[Input material]
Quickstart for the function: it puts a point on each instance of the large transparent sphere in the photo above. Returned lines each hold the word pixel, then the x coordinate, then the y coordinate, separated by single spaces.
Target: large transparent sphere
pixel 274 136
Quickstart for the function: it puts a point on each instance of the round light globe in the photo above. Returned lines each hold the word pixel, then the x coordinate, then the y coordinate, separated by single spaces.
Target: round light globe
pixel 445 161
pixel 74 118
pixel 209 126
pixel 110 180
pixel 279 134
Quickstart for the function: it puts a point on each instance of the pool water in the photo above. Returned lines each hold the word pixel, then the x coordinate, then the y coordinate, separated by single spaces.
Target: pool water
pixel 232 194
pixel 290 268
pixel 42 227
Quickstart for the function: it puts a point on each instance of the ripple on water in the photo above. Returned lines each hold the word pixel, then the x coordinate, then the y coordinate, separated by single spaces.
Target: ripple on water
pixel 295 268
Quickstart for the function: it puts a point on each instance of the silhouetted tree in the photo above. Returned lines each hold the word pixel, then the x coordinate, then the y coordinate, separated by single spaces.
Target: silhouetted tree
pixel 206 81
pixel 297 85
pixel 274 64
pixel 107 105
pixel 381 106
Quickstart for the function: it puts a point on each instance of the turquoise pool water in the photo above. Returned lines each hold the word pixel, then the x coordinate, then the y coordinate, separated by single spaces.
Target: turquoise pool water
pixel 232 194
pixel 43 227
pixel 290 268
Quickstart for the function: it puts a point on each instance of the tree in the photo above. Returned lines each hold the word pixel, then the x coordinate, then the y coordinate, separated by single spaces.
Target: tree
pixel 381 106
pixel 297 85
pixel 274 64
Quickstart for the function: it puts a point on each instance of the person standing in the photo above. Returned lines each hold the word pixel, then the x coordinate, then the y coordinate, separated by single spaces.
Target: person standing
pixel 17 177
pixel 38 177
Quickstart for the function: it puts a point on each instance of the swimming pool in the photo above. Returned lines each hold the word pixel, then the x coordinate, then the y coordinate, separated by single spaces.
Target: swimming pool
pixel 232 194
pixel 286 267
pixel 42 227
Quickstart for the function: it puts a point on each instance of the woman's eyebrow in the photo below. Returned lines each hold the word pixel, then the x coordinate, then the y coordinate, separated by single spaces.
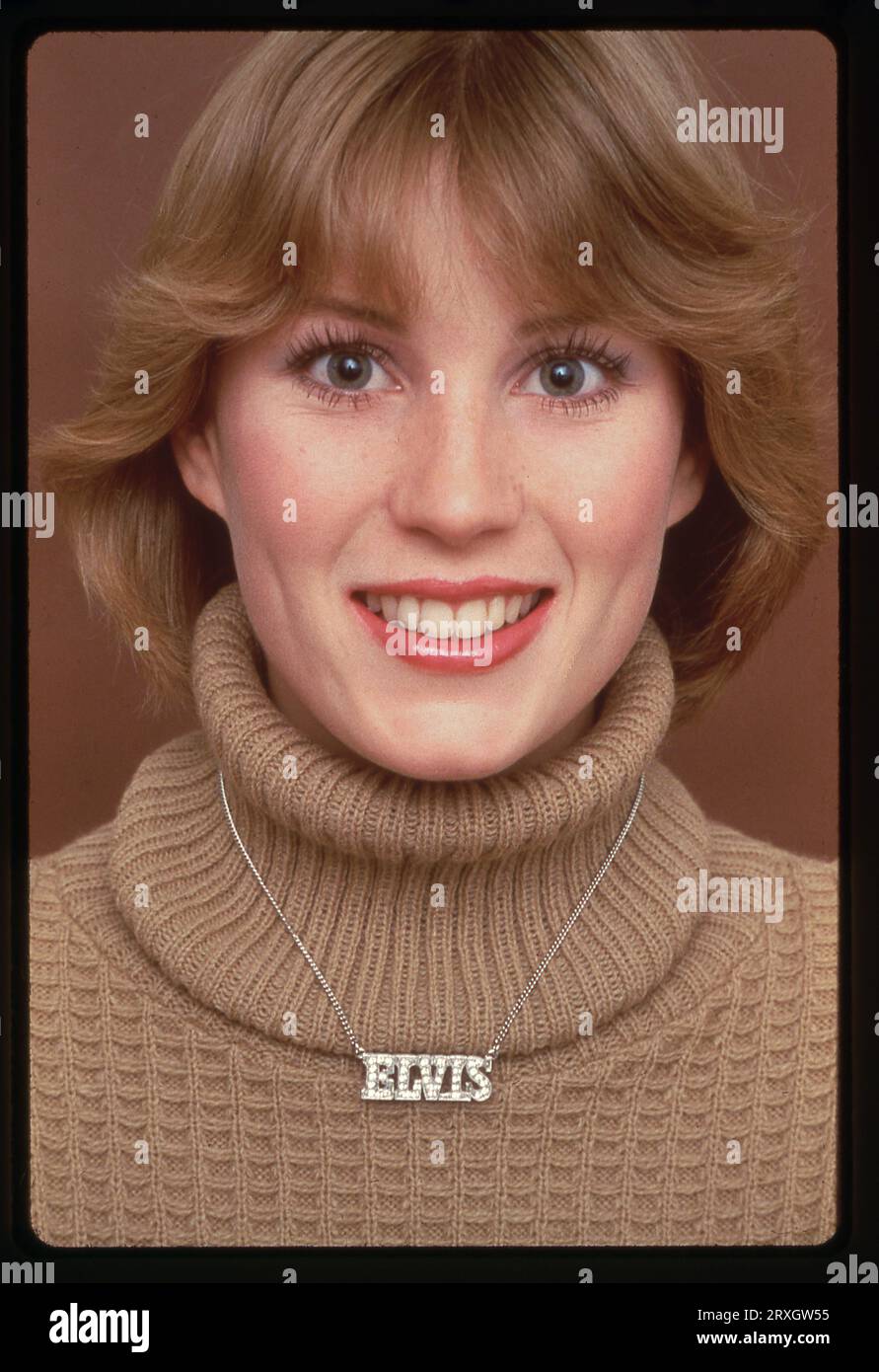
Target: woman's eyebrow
pixel 548 323
pixel 354 310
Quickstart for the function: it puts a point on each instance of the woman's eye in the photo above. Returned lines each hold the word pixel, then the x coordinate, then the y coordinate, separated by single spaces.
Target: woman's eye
pixel 347 370
pixel 565 377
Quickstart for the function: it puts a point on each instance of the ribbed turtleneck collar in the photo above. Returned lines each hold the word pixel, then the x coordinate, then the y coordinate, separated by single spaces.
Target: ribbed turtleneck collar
pixel 358 808
pixel 426 904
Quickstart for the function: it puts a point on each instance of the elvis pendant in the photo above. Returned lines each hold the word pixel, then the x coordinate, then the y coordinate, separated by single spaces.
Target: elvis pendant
pixel 420 1076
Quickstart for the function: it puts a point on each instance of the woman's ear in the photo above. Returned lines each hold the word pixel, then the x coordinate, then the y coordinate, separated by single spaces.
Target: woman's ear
pixel 195 452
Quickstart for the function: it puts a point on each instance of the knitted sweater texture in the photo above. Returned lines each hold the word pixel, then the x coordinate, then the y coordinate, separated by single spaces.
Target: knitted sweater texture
pixel 671 1080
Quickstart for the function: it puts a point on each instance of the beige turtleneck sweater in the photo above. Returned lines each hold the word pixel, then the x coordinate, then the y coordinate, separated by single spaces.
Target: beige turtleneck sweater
pixel 173 1105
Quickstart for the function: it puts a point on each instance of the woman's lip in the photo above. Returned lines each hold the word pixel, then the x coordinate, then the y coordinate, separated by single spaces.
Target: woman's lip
pixel 442 590
pixel 489 651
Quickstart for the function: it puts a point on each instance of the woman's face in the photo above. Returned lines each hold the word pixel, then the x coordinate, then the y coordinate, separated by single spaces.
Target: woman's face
pixel 457 447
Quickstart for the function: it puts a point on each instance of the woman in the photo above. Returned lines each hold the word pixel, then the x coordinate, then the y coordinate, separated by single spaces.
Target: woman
pixel 418 457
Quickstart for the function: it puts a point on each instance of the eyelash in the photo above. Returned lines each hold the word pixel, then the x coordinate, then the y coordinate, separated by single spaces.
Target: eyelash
pixel 583 347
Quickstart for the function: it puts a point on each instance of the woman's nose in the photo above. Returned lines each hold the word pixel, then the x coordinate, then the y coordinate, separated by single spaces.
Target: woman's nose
pixel 456 477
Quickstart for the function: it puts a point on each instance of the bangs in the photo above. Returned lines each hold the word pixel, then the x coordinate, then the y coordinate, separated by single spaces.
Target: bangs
pixel 546 147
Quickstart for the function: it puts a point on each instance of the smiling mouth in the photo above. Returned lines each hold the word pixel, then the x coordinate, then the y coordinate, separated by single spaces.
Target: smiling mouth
pixel 446 620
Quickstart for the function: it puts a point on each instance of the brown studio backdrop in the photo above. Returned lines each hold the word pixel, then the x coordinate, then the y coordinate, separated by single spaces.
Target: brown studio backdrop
pixel 763 759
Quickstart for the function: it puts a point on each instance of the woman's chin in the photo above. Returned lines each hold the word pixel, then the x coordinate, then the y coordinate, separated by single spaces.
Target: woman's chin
pixel 456 759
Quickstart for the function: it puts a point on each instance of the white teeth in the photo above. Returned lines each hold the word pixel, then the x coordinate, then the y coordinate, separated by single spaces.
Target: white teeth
pixel 440 620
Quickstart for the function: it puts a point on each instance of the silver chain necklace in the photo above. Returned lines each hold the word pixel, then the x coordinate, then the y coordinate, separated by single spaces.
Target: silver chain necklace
pixel 390 1075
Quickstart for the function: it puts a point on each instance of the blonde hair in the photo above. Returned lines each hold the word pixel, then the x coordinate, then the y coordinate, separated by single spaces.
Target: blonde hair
pixel 551 139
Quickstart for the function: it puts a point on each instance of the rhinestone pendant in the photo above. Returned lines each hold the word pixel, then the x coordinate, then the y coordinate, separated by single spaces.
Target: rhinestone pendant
pixel 420 1076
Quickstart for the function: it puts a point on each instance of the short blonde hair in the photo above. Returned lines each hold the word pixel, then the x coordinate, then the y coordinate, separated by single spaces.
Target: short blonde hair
pixel 551 137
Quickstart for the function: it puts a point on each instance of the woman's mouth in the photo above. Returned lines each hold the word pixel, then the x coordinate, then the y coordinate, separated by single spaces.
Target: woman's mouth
pixel 452 633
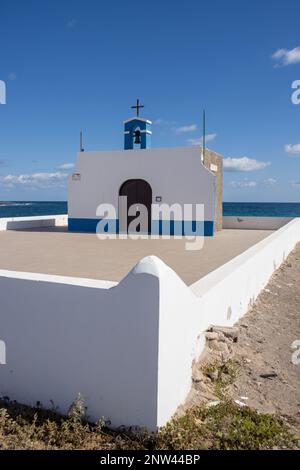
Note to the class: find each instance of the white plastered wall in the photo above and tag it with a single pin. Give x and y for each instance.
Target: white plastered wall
(177, 175)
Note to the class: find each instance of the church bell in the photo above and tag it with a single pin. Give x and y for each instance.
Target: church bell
(137, 137)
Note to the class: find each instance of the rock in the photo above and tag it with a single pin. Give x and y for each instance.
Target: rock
(213, 403)
(229, 332)
(271, 375)
(210, 335)
(219, 346)
(213, 375)
(197, 376)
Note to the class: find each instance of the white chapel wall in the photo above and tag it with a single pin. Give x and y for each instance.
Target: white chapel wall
(175, 174)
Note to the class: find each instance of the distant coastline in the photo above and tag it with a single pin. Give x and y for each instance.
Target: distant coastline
(241, 209)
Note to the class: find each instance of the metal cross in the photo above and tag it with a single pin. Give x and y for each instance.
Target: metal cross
(137, 107)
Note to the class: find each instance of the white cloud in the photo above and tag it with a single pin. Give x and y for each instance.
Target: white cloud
(244, 164)
(269, 182)
(34, 180)
(243, 184)
(292, 149)
(185, 129)
(199, 140)
(66, 166)
(72, 23)
(287, 56)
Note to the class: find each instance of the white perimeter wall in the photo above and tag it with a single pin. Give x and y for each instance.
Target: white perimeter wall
(175, 174)
(128, 348)
(14, 223)
(255, 223)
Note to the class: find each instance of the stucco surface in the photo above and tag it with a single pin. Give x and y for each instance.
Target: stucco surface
(55, 251)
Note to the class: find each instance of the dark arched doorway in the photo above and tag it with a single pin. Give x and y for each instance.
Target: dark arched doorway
(138, 192)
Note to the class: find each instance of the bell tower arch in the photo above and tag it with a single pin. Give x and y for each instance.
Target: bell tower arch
(137, 130)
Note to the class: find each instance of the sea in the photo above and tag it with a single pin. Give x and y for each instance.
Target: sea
(257, 209)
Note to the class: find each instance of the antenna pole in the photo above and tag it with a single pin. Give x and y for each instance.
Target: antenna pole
(81, 142)
(203, 138)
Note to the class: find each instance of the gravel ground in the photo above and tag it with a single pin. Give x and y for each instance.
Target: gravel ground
(264, 346)
(267, 379)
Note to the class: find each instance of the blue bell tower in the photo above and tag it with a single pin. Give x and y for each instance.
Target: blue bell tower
(137, 131)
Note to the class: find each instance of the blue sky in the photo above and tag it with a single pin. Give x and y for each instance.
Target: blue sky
(71, 65)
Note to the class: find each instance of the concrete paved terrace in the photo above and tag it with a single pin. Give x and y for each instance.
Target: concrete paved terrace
(55, 251)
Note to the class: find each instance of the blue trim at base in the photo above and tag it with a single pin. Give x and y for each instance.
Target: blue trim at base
(159, 227)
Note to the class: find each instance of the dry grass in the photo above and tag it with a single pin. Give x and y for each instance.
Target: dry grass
(225, 426)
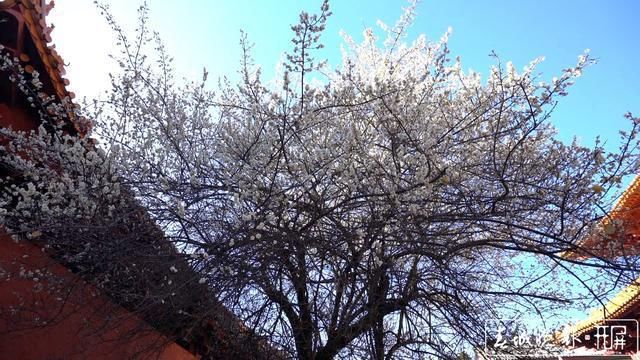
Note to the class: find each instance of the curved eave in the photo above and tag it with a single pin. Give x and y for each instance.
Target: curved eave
(616, 308)
(627, 210)
(34, 13)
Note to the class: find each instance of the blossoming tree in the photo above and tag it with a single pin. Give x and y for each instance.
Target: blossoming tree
(384, 211)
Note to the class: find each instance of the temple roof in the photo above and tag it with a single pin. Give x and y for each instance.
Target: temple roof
(618, 233)
(33, 14)
(617, 308)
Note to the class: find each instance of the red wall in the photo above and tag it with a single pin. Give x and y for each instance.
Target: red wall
(75, 321)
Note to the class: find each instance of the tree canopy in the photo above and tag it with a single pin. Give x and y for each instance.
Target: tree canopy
(384, 208)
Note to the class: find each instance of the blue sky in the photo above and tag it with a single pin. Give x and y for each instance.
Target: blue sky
(206, 33)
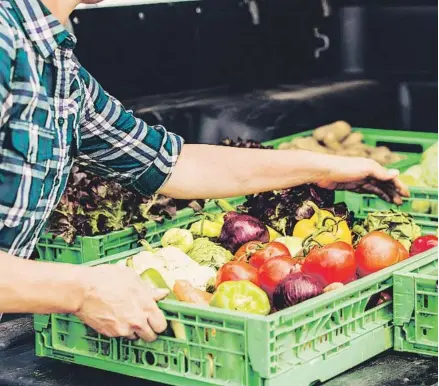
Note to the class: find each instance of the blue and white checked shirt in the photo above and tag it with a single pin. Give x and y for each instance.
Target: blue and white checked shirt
(53, 112)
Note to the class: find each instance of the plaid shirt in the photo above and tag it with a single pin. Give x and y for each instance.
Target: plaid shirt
(53, 112)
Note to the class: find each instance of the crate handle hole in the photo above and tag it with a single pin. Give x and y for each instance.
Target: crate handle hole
(425, 301)
(149, 358)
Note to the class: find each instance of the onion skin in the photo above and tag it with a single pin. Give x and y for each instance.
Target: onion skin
(239, 229)
(294, 289)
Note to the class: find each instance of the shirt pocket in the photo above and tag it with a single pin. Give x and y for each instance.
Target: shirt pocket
(25, 155)
(32, 141)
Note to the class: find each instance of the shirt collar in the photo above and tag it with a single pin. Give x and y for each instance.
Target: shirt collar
(42, 28)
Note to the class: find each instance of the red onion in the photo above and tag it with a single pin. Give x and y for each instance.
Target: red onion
(238, 229)
(294, 289)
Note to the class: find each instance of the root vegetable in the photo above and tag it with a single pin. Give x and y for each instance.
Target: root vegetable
(353, 139)
(340, 129)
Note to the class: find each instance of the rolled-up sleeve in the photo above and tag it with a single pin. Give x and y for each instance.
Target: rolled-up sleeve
(116, 144)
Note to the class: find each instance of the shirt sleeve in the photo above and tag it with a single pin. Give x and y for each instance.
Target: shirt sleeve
(116, 144)
(7, 59)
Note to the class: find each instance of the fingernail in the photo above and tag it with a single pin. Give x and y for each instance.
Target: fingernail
(393, 172)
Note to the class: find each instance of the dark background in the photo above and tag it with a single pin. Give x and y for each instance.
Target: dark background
(224, 75)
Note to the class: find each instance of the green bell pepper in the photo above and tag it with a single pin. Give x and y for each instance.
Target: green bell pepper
(243, 296)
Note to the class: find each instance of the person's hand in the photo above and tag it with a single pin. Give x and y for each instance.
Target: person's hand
(118, 304)
(363, 175)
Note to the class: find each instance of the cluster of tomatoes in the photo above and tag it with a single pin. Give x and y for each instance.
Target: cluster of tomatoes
(266, 265)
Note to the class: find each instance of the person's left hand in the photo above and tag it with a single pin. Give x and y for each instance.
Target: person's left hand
(363, 175)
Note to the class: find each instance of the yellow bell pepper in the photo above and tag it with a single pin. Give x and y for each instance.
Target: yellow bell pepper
(323, 228)
(273, 234)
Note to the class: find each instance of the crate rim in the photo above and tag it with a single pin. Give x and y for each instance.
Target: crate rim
(299, 309)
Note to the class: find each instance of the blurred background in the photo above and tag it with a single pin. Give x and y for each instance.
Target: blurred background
(263, 69)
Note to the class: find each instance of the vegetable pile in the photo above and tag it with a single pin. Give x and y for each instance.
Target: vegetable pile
(92, 206)
(424, 175)
(253, 260)
(338, 138)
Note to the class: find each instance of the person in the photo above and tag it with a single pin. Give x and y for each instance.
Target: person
(53, 112)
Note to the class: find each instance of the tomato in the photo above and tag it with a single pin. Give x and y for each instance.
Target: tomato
(247, 250)
(272, 272)
(271, 250)
(235, 271)
(422, 244)
(376, 251)
(332, 263)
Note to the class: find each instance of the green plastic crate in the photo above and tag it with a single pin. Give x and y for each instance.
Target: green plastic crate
(85, 249)
(393, 139)
(415, 308)
(363, 204)
(311, 342)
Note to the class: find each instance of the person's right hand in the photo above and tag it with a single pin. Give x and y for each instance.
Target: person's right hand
(118, 304)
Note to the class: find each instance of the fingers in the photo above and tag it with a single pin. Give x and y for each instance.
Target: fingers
(381, 173)
(373, 188)
(401, 188)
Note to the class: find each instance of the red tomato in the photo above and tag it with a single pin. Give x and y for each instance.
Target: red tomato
(376, 251)
(422, 244)
(247, 250)
(332, 263)
(274, 271)
(272, 249)
(235, 271)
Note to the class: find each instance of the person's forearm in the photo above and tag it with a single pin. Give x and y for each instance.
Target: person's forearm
(205, 171)
(37, 287)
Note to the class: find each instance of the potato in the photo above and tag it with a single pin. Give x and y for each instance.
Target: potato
(353, 139)
(340, 130)
(381, 155)
(331, 142)
(309, 143)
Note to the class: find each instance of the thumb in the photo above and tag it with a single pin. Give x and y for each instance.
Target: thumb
(383, 174)
(159, 293)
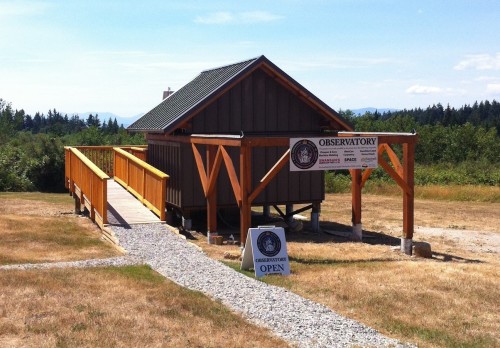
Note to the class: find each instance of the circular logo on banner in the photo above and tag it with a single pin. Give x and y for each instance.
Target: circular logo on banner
(269, 243)
(304, 154)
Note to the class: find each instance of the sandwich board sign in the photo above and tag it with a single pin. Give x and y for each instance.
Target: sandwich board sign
(265, 251)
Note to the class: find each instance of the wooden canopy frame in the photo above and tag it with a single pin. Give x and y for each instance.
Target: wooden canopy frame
(245, 194)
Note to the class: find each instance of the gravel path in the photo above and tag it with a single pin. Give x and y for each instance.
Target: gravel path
(296, 319)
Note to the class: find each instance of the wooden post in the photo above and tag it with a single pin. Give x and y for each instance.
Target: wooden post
(245, 182)
(78, 205)
(316, 210)
(212, 197)
(408, 197)
(357, 233)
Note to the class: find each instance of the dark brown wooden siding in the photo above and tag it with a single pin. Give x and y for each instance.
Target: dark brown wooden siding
(257, 104)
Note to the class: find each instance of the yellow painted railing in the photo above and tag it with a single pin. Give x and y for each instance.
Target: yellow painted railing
(144, 181)
(139, 152)
(88, 182)
(103, 156)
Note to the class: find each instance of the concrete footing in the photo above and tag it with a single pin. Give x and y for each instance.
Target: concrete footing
(187, 223)
(266, 211)
(211, 237)
(406, 246)
(357, 232)
(315, 222)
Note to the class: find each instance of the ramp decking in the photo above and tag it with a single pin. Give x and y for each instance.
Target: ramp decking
(124, 209)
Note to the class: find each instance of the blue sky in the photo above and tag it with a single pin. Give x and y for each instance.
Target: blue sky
(118, 56)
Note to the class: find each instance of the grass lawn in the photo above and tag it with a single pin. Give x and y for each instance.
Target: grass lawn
(99, 307)
(37, 227)
(115, 307)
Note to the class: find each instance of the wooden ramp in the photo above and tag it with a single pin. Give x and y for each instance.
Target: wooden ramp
(124, 209)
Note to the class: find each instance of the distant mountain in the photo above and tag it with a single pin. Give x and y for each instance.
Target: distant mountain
(104, 116)
(372, 110)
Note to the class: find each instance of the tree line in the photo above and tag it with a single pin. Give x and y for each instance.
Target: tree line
(32, 147)
(455, 146)
(460, 146)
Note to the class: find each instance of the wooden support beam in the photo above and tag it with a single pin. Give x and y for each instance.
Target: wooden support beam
(408, 196)
(245, 183)
(394, 159)
(389, 170)
(212, 155)
(201, 168)
(365, 176)
(213, 170)
(270, 175)
(356, 202)
(233, 177)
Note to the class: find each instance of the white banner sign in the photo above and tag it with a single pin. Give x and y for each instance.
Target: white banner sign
(265, 251)
(333, 153)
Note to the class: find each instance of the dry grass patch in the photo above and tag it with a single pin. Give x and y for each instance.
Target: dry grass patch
(464, 193)
(107, 307)
(448, 301)
(38, 228)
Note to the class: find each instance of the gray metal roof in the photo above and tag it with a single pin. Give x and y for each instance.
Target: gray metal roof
(188, 98)
(167, 115)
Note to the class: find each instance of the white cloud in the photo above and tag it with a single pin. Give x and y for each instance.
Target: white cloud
[/Input material]
What you will do: Above are some lines. Repeat exactly, and only, those from the line that has "Note to the class: find each instance of the blurred" through the line that has "Note to the class: find each instance of the red tomato".

Written response:
Note to the class: find each instance of the blurred background in the photo above and tag it with a single pin. Give x and y for each instance.
Target: blurred background
(263, 69)
Note to the class: find each instance of the vegetable pile in the photo above and tag it with a single pin. Give x and y for each instance.
Target: vegetable pile
(92, 206)
(424, 175)
(253, 260)
(338, 138)
Note to the class: find each instance of the person in the photo above and tag it with a single pin. Give x and y for each instance.
Target: person
(53, 112)
Note to the class: find each instance of the tomato in the photo above and tag it with a single pin. Give x and y for each instance.
Target: tomato
(247, 250)
(272, 272)
(271, 250)
(235, 271)
(422, 244)
(376, 251)
(332, 263)
Note to the class: find each instance of the green plastic crate in the photo above and tag it with a single pin. Give x and y for each instance.
Target: green plastic crate
(85, 249)
(393, 139)
(415, 308)
(363, 204)
(311, 342)
Note to the class: find each instance of the person's right hand in the photo above and tag it with a single pin. Give x and y for each instance.
Target: person's right hand
(118, 304)
Note to the class: find each instance of the fingers in the photo above and tag it with a single pin. Give x and y for each instance.
Target: fingers
(381, 173)
(373, 188)
(401, 188)
Note to the class: find each instance of the red tomato in the photo above and tag it with a single pin. Give x and y for each instance.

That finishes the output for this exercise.